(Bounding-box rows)

"""

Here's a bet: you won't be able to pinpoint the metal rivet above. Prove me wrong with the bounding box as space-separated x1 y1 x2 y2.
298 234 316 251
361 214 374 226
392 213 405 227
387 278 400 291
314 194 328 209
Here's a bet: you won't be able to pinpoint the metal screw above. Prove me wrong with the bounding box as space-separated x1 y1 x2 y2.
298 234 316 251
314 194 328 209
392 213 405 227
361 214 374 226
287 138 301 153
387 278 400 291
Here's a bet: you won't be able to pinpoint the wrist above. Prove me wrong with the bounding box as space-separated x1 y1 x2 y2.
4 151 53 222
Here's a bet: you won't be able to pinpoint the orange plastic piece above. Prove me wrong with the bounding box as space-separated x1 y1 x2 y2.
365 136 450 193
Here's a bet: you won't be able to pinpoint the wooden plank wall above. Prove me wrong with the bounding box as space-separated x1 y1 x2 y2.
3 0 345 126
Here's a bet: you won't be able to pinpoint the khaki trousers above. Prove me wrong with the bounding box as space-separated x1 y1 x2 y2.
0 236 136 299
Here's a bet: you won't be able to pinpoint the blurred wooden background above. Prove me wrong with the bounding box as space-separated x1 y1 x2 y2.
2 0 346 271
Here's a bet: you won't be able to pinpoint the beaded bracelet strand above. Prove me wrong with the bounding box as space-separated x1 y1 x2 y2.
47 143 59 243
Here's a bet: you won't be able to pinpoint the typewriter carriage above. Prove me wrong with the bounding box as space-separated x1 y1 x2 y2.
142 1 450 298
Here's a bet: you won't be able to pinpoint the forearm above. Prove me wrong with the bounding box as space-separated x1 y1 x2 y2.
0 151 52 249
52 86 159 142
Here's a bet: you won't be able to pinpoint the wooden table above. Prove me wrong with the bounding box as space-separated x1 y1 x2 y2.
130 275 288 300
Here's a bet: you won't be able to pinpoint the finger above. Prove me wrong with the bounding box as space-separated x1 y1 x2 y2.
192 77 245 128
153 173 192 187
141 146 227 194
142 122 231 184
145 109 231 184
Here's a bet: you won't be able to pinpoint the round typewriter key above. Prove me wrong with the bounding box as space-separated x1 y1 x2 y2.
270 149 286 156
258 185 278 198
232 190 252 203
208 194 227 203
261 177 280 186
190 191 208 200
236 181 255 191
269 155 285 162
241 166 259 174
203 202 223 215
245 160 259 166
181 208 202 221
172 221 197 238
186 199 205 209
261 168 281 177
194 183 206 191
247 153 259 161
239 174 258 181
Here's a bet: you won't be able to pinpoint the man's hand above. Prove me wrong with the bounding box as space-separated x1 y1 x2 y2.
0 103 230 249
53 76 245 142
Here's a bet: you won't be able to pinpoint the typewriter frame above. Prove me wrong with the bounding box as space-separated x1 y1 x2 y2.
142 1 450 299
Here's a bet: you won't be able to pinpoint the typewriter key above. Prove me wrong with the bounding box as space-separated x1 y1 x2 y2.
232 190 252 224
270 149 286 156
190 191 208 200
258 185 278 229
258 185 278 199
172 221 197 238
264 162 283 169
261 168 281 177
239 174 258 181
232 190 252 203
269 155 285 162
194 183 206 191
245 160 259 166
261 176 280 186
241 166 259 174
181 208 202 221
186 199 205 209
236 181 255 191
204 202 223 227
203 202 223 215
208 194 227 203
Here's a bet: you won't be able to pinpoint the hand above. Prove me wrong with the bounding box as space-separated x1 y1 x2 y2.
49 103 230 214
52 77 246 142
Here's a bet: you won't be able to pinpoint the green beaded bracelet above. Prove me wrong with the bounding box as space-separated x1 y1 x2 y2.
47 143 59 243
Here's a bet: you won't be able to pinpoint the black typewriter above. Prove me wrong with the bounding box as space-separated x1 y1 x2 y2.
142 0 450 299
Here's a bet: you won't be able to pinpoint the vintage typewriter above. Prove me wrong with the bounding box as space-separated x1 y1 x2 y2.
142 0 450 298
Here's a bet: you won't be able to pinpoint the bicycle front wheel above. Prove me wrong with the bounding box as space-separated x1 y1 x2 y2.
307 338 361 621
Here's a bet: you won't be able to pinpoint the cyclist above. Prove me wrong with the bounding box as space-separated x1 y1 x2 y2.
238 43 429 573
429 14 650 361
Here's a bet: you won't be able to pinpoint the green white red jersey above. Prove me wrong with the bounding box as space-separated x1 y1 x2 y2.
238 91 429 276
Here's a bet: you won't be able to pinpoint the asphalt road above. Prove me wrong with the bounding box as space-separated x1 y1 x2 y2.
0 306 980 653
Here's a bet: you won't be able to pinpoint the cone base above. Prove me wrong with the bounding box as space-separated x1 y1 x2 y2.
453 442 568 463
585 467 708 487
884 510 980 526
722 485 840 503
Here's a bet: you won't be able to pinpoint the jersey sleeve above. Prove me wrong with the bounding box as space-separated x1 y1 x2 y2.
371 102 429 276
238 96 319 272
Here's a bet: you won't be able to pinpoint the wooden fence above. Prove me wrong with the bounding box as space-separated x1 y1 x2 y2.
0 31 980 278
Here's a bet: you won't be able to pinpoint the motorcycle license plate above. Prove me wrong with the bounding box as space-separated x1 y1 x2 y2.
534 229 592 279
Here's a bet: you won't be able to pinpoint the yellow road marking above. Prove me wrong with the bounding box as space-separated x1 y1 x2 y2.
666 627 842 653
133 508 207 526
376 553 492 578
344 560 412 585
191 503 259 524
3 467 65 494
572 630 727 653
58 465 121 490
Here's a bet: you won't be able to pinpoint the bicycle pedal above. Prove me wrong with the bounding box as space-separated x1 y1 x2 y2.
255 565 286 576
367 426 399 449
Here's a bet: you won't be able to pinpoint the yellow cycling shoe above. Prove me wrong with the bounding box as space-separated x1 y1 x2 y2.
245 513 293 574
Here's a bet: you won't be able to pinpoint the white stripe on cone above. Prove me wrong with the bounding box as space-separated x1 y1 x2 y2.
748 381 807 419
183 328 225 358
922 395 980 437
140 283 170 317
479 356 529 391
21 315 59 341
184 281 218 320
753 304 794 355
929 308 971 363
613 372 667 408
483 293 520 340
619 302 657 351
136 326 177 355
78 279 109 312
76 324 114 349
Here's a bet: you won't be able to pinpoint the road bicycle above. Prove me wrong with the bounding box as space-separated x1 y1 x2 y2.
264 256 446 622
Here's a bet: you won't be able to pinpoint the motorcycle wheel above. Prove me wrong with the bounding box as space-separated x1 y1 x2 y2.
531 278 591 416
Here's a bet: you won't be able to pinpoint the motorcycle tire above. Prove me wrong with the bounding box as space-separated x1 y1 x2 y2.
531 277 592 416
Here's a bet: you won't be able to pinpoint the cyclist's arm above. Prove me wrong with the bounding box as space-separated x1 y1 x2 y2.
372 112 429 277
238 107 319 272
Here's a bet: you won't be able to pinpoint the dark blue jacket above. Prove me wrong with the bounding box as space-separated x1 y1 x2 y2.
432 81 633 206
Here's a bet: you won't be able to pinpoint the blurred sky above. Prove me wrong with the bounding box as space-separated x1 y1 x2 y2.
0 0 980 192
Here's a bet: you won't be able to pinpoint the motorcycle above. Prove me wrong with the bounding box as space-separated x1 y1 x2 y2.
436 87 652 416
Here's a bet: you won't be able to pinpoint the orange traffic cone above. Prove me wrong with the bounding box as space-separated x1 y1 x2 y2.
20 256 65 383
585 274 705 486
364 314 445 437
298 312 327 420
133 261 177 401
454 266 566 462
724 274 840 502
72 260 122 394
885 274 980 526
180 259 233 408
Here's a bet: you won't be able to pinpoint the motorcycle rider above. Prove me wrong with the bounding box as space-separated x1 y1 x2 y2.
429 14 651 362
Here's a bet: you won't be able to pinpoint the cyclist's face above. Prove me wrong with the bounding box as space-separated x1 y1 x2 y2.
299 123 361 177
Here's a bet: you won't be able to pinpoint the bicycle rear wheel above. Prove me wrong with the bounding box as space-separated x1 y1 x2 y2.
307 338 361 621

"""

▶ **Task prompt**
Copy out verbatim every line from the one containing "Here's a bet: you won't be able to pinpoint the hand" down to the one containing "429 14 650 361", including both of those lines.

▶ **Full output**
Here's a bet: you won't be able to pinpoint the hand above. Prove me wrong with the bounding box as space-separated x1 y1 x2 y2.
49 103 230 214
52 77 246 142
Here's a bet: you won't be able to pinpoint the green beaded bracelet above. Prove me wrong with the bounding box as space-separated x1 y1 x2 y2.
47 143 59 243
Here's a bet: you won't be able to pinpoint the black typewriter above. Prove me wrong with the bounding box as space-separated x1 y1 x2 y2.
142 0 450 299
Here's a bet: you won't be able to pinpoint the vintage typewriter above. Prove me wrong with the bounding box as space-separated x1 y1 x2 y2.
142 0 450 298
Here's a bet: you won't be able to pinpoint the bicycle front wheel above. Prove me wrong with the bounding box as space-separated x1 y1 x2 y2.
307 338 361 621
Here's a bet: you won't be able to pinpoint the cyclist above. Prove me wrong with the bounding box as space-separated x1 y1 x2 y2.
238 43 429 573
429 14 650 361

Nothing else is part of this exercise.